REQUIRED TASK
Please copy the following items word for word.

Entries for bounding box labeling
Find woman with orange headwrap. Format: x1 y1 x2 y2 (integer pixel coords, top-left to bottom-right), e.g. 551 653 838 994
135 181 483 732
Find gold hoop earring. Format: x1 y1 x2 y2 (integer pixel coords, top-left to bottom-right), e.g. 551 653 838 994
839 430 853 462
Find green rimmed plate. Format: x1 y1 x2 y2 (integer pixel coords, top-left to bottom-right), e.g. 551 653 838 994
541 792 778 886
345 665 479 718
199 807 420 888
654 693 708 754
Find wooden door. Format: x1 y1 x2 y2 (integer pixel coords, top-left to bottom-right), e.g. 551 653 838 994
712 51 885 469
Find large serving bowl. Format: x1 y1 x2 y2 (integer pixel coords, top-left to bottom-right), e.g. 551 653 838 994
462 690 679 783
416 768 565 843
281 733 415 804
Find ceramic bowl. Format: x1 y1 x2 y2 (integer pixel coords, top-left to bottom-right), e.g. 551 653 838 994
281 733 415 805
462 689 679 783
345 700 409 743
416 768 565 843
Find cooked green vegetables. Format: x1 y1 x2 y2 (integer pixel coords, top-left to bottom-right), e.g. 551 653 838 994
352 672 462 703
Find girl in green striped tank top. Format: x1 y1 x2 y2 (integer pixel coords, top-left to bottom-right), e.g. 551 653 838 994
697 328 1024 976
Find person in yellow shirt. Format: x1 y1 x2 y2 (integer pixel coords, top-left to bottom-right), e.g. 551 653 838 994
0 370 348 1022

SOLUTION TO THIS PROBLEM
Find woman with orange headwrap. Format: x1 y1 x2 y2 (integer pixel coords, top-left to bottom-right), e.g. 551 653 838 994
135 181 483 732
Find gold hoop earring. Format: x1 y1 x2 y2 (integer pixel coords, top-left to bottom-right), e.g. 551 653 838 994
839 430 853 462
Find green rimmed plate. Format: x1 y1 x2 y2 (integer pixel coords, top-left to bottom-right), e.g. 551 653 838 994
541 792 778 886
345 665 479 718
199 807 420 888
654 693 708 754
Find wooden door. Format: x1 y1 x2 y2 (integer pixel coords, top-left to bottom-right), e.g. 551 653 838 994
712 51 885 469
Find large serving bowl. Format: x1 y1 x2 y2 (integer pixel coords, top-left to bottom-right), e.g. 551 653 838 994
462 690 679 783
416 768 565 843
281 733 415 804
Find ceramic bowl. Format: x1 y1 x2 y2 (integer pixel coords, top-left to bottom-right), e.g. 551 653 838 994
281 733 415 805
462 689 679 783
345 700 409 743
416 768 565 843
Find cooked green vegetables. Format: x1 y1 x2 y2 (integer pixel coords, top-left to bottom-right), e.g. 551 653 838 994
352 672 462 703
Find girl in green striped tank top. Format: x1 y1 x2 y2 (integer pixel coords, top-left to bottom-right), e.g. 551 653 838 994
697 328 1024 976
Find person in yellow shirt. Format: x1 y1 x2 y2 (integer pixel coords, top-left to bottom-right), e.g. 551 653 838 994
0 370 348 1022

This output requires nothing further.